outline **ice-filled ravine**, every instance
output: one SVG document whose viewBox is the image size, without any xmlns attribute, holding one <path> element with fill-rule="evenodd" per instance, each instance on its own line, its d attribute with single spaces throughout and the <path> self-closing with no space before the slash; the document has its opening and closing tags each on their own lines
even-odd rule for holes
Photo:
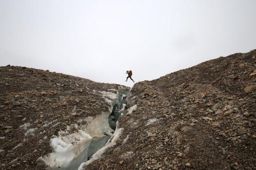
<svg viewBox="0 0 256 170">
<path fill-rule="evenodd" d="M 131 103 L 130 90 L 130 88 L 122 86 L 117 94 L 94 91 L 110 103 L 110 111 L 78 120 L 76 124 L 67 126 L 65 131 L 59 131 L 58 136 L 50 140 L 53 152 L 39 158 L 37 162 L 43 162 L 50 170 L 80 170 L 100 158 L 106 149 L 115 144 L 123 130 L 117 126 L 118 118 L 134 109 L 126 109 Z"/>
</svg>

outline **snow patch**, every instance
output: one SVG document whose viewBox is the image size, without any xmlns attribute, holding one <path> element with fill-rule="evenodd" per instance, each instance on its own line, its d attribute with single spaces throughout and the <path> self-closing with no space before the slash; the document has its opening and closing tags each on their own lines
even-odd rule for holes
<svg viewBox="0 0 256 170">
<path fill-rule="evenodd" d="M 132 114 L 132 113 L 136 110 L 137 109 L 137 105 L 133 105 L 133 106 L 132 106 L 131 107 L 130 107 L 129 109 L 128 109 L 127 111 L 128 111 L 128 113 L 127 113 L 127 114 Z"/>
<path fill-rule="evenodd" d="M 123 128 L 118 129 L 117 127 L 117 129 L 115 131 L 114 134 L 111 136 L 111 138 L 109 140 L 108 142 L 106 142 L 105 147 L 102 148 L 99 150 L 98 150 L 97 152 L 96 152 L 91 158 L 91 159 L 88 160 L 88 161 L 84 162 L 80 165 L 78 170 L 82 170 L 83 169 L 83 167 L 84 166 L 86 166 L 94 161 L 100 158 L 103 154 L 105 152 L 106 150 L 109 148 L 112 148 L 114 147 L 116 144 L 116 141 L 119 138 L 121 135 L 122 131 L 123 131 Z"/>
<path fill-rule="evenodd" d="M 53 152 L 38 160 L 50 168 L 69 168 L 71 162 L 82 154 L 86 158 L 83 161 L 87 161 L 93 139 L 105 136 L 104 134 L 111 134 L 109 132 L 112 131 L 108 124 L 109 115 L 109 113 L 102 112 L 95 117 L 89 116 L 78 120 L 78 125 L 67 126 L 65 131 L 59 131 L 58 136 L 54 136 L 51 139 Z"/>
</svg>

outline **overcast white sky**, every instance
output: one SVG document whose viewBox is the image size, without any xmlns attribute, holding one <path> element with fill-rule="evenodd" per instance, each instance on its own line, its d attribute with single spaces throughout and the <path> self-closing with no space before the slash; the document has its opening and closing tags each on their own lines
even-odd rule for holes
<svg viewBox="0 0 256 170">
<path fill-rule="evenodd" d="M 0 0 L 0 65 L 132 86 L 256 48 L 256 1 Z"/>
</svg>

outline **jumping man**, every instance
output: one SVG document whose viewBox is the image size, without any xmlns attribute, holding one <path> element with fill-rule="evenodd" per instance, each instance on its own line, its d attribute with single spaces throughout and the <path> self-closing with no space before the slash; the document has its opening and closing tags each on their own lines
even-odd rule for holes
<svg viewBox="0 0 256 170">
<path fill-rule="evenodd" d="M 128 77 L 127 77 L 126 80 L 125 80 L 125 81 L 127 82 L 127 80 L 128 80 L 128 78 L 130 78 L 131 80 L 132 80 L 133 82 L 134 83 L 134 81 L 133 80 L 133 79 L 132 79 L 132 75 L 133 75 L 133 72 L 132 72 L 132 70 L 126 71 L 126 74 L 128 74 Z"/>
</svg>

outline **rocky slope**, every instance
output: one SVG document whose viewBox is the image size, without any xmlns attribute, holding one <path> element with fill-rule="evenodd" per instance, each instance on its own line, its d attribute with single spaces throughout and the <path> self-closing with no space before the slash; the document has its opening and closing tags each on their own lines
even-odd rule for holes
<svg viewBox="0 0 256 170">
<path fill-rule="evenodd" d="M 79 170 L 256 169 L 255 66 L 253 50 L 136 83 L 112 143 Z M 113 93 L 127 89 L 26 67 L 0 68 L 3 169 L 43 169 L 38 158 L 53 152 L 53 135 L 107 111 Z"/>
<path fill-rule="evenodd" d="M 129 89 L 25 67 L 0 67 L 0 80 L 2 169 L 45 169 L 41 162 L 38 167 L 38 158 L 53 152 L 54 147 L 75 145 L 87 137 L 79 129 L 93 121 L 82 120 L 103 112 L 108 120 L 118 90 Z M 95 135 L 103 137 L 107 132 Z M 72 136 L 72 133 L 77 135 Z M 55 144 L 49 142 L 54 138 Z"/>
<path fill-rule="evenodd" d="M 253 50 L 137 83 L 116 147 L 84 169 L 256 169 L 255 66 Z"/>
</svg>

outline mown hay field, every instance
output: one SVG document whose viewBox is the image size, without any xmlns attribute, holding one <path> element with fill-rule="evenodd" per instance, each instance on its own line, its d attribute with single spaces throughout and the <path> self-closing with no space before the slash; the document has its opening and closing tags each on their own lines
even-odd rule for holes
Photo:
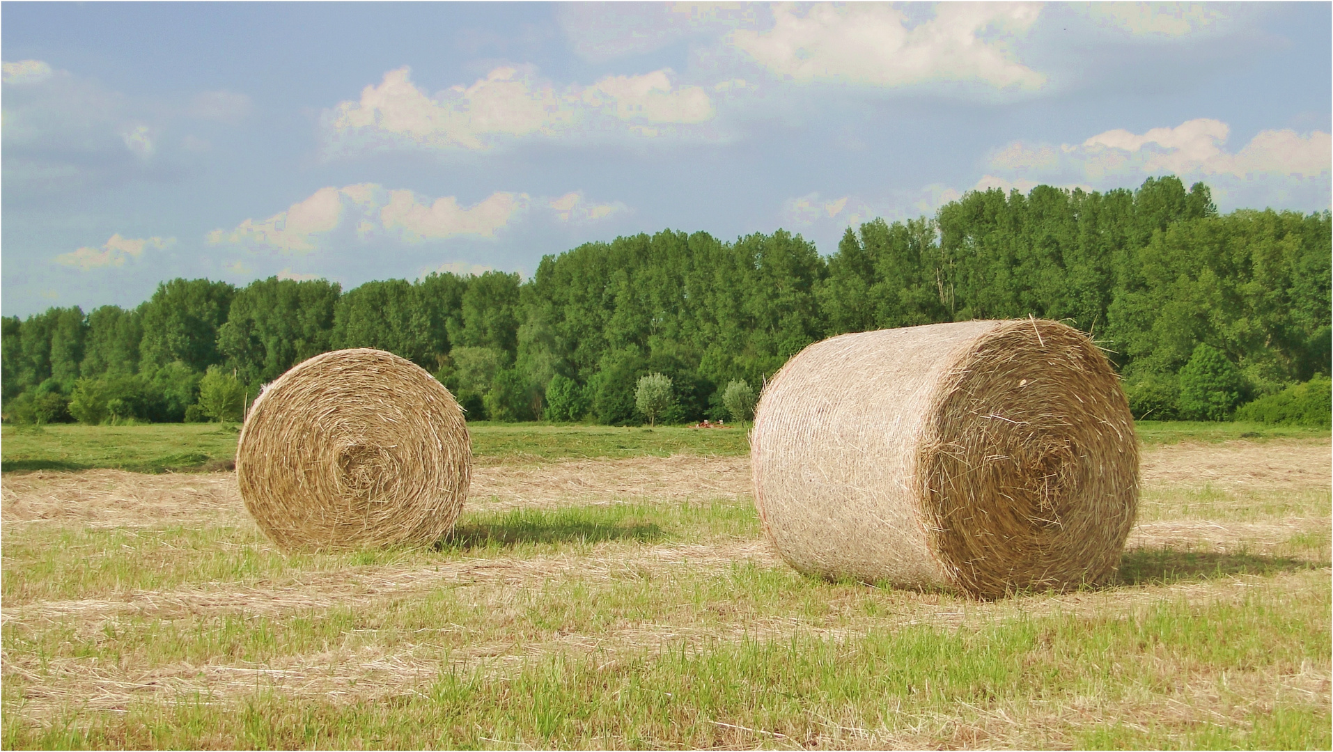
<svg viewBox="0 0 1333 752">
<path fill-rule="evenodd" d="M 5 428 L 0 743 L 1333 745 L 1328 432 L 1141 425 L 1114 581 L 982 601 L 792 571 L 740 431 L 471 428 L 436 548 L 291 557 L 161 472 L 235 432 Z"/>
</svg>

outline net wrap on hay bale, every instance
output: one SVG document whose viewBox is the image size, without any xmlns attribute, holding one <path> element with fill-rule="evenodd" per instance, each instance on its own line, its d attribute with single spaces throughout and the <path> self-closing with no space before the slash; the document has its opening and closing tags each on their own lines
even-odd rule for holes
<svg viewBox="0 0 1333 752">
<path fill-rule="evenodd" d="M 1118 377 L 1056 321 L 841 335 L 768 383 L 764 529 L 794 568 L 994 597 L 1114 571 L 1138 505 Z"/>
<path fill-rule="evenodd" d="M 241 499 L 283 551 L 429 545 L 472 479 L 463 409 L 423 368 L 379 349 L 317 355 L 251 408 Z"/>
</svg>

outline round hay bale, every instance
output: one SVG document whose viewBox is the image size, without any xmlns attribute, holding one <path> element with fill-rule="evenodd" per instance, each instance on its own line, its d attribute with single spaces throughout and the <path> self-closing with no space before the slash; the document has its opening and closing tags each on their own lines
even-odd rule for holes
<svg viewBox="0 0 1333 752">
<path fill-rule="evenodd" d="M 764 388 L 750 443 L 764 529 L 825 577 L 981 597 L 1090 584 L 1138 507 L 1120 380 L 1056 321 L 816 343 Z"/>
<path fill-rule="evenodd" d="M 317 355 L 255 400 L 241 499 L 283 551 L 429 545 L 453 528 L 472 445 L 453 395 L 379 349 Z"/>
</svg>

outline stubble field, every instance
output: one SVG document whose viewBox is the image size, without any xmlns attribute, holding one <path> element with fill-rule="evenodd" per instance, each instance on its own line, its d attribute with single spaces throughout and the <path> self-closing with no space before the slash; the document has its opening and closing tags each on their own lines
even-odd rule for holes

* _Description of the task_:
Update the records by replacing every occurrence of "even-odd rule for holes" with "holes follow the even-odd rule", leaving all other text as it is. Omit the pictures from your answer.

* _Answer to the task_:
outline **ice-filled ravine**, every instance
output: one SVG document whose viewBox is the image size, without any xmlns attribute, holding one <path> element with fill-rule="evenodd" per instance, each instance on its own line, its d attribute with single spaces throughout and the <path> self-closing with no space before the slash; the document has its opening and closing tags each on their own lines
holes follow the even-odd rule
Photo:
<svg viewBox="0 0 256 170">
<path fill-rule="evenodd" d="M 131 103 L 130 90 L 130 88 L 122 86 L 117 94 L 94 91 L 110 103 L 110 111 L 78 120 L 76 124 L 67 126 L 65 131 L 59 131 L 58 136 L 50 140 L 53 152 L 39 158 L 37 162 L 43 162 L 50 170 L 80 170 L 100 158 L 106 149 L 115 144 L 123 130 L 117 126 L 118 118 L 134 109 L 126 109 Z"/>
</svg>

outline **snow patch**, every instance
output: one SVG document whose viewBox is the image size, without any xmlns attribute, holding one <path> element with fill-rule="evenodd" per instance, each instance on its own line, its d attribute with single spaces throughout and the <path> self-closing with no space before the slash; the document has its opening and closing tags each on their own lines
holes follow the even-odd rule
<svg viewBox="0 0 256 170">
<path fill-rule="evenodd" d="M 132 114 L 132 113 L 136 110 L 137 109 L 137 105 L 133 105 L 133 106 L 132 106 L 131 107 L 130 107 L 129 109 L 128 109 L 127 111 L 128 111 L 128 113 L 127 113 L 127 114 Z"/>
<path fill-rule="evenodd" d="M 123 128 L 118 129 L 117 127 L 117 129 L 115 131 L 114 134 L 111 136 L 111 138 L 109 140 L 108 142 L 106 142 L 105 147 L 102 148 L 99 150 L 98 150 L 97 152 L 96 152 L 91 158 L 91 159 L 88 160 L 88 161 L 84 162 L 80 165 L 78 170 L 82 170 L 83 169 L 83 167 L 84 166 L 86 166 L 94 161 L 100 158 L 103 154 L 105 152 L 106 150 L 109 148 L 112 148 L 114 147 L 116 144 L 116 141 L 119 138 L 121 135 L 122 131 L 123 131 Z"/>
<path fill-rule="evenodd" d="M 53 152 L 38 160 L 50 168 L 69 168 L 71 162 L 82 154 L 86 158 L 83 161 L 87 161 L 93 139 L 105 136 L 104 134 L 111 134 L 109 132 L 112 131 L 108 124 L 109 115 L 109 113 L 102 112 L 95 117 L 89 116 L 78 120 L 78 125 L 67 126 L 65 131 L 59 131 L 58 136 L 54 136 L 51 139 Z"/>
</svg>

outline **overcast white sky**, every instance
output: one SVG document whose viewBox is the image size, without any xmlns attribute, holding one <path> element with fill-rule="evenodd" per instance, each instance on its own line, its d attribute with single spaces throughout and the <path> self-closing with no space before the slash; the document has its opening and closing tags each on their own lines
holes follow the even-odd rule
<svg viewBox="0 0 256 170">
<path fill-rule="evenodd" d="M 0 0 L 0 65 L 132 86 L 256 48 L 256 1 Z"/>
</svg>

outline **jumping man**, every instance
output: one SVG document whose viewBox is the image size, without any xmlns attribute, holding one <path> element with fill-rule="evenodd" per instance, each instance on its own line, its d attribute with single spaces throughout and the <path> self-closing with no space before the slash; the document has its opening and closing tags each on their own lines
holes follow the even-odd rule
<svg viewBox="0 0 256 170">
<path fill-rule="evenodd" d="M 128 77 L 127 77 L 126 80 L 125 80 L 125 81 L 127 82 L 127 80 L 128 80 L 128 78 L 130 78 L 131 80 L 132 80 L 133 82 L 134 83 L 134 81 L 133 80 L 133 79 L 132 79 L 132 75 L 133 75 L 133 72 L 132 72 L 132 70 L 126 71 L 126 74 L 128 74 Z"/>
</svg>

outline **rocky slope**, every instance
output: one SVG document whose viewBox is the image size, without any xmlns attribute, holding one <path> element with fill-rule="evenodd" per instance, each instance on its own line, its d attribute with single spaces throughout and the <path> self-closing with no space before the slash; the document has its opening and closing tags each on their own lines
holes follow the even-odd rule
<svg viewBox="0 0 256 170">
<path fill-rule="evenodd" d="M 79 170 L 256 169 L 255 66 L 253 50 L 136 83 L 112 143 Z M 113 93 L 127 89 L 26 67 L 0 68 L 3 169 L 43 169 L 38 158 L 53 152 L 53 135 L 107 111 Z"/>
<path fill-rule="evenodd" d="M 129 89 L 25 67 L 0 67 L 0 80 L 2 169 L 45 169 L 41 162 L 38 167 L 38 158 L 53 152 L 54 147 L 75 145 L 87 137 L 79 129 L 93 121 L 82 120 L 103 112 L 108 120 L 118 90 Z M 95 135 L 103 137 L 107 132 Z M 72 136 L 72 133 L 77 135 Z M 55 144 L 49 142 L 54 138 Z"/>
<path fill-rule="evenodd" d="M 253 50 L 137 83 L 116 147 L 84 169 L 256 169 L 255 66 Z"/>
</svg>

outline mown hay field, every instance
output: one SVG document whose viewBox is the image size, without any xmlns attribute, holding one <path> element with fill-rule="evenodd" per instance, each instance on its own line, its d attribute with single spaces throughout and the <path> self-closing with no space before the slash; the document has its opening and closing tags each on their own lines
holes follow the even-odd rule
Photo:
<svg viewBox="0 0 1333 752">
<path fill-rule="evenodd" d="M 5 428 L 0 743 L 1333 745 L 1328 432 L 1141 425 L 1114 581 L 982 601 L 792 571 L 740 431 L 471 428 L 436 548 L 291 557 L 161 472 L 235 432 Z"/>
</svg>

outline net wrap on hay bale, every instance
output: one SVG document whose viewBox is the image size, without any xmlns attribute, holding one <path> element with fill-rule="evenodd" per instance, each instance on its own line, its d attribute with single spaces throughout and the <path> self-closing with no space before the slash; the document has its opening and closing tags each on their own lines
holes follow the even-odd rule
<svg viewBox="0 0 1333 752">
<path fill-rule="evenodd" d="M 1118 377 L 1056 321 L 841 335 L 768 383 L 764 529 L 794 568 L 994 597 L 1114 571 L 1138 505 Z"/>
<path fill-rule="evenodd" d="M 241 499 L 283 551 L 429 545 L 472 479 L 463 409 L 423 368 L 379 349 L 317 355 L 251 408 Z"/>
</svg>

outline round hay bale, every instance
output: one SVG document whose viewBox is the image size, without any xmlns attribute, holding one <path> element with fill-rule="evenodd" per instance, each instance on its own line, its d attribute with single spaces throughout and the <path> self-closing with no space before the slash; the document has its opening and closing tags each on their own lines
holes follow the even-odd rule
<svg viewBox="0 0 1333 752">
<path fill-rule="evenodd" d="M 764 388 L 750 443 L 764 529 L 825 577 L 981 597 L 1090 584 L 1138 507 L 1120 380 L 1056 321 L 816 343 Z"/>
<path fill-rule="evenodd" d="M 317 355 L 255 400 L 241 499 L 283 551 L 429 545 L 453 528 L 472 445 L 453 395 L 379 349 Z"/>
</svg>

outline stubble field, every instance
output: one SVG document whose viewBox is the image size, without any xmlns attribute, holding one <path> element with fill-rule="evenodd" per instance, each instance on its own line, its d attribute with single spaces throughout and the <path> self-closing with no space before the slash; the document has its opening and closing tags each on their own lines
holes follow the even-odd rule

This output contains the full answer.